## EXCERPTED DATA
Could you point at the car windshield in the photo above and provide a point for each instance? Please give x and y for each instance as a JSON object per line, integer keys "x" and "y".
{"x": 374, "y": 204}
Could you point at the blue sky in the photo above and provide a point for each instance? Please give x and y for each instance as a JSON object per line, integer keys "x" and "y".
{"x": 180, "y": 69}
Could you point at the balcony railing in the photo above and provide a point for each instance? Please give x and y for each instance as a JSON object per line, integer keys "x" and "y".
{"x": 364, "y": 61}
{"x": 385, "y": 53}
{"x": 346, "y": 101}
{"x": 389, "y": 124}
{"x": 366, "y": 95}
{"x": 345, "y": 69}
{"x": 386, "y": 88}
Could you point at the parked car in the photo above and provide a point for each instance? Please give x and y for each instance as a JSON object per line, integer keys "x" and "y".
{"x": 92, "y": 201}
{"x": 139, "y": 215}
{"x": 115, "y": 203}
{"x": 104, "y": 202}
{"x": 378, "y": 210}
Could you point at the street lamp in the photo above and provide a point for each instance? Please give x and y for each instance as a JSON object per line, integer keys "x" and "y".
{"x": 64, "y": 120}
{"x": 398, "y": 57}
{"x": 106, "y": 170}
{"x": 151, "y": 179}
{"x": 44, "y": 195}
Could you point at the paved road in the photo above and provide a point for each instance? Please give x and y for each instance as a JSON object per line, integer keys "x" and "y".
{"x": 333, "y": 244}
==
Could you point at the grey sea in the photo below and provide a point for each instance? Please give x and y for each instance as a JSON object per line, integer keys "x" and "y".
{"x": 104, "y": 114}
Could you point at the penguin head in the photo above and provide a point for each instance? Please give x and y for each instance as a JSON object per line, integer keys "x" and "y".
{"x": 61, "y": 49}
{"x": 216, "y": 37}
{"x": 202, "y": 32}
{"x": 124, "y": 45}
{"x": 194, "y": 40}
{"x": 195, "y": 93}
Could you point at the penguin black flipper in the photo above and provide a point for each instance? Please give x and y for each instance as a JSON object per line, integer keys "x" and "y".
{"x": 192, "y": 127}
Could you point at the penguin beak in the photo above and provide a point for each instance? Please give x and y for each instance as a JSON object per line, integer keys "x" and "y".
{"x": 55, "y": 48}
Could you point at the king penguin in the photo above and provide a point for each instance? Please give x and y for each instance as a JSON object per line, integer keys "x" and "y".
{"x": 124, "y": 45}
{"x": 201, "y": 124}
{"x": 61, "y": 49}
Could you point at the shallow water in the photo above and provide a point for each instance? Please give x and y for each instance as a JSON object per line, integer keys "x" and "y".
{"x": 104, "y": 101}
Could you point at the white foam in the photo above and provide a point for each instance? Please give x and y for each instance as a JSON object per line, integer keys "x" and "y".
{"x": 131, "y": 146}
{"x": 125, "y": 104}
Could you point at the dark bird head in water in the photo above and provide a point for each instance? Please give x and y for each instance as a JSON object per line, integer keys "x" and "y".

## EXERCISE INSTRUCTIONS
Look back at the entries above. Retype the line with "Could you point at the white", the line with "Could you point at the dark", and all lines in between.

## THE ANSWER
Could you point at the white foam in the photo above and provide a point for each instance? Please give x and y for each instance as a JSON object per line, integer keys "x" and "y".
{"x": 131, "y": 146}
{"x": 125, "y": 104}
Could you point at the dark bird head in water in the photo above and provide a point for each instance? Please give x and y for each instance as a JSON object per line, integer keys "x" and "y".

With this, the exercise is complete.